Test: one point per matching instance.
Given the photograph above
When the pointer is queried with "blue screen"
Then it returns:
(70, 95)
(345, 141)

# DESCRIPTION OF THE TASK
Without omitting any record, transcribe the data exactly.

# EXPECTED ANSWER
Test: one point per matching instance.
Given the photograph above
When the pointer is queried with "blue screen"
Then it returns:
(70, 95)
(345, 141)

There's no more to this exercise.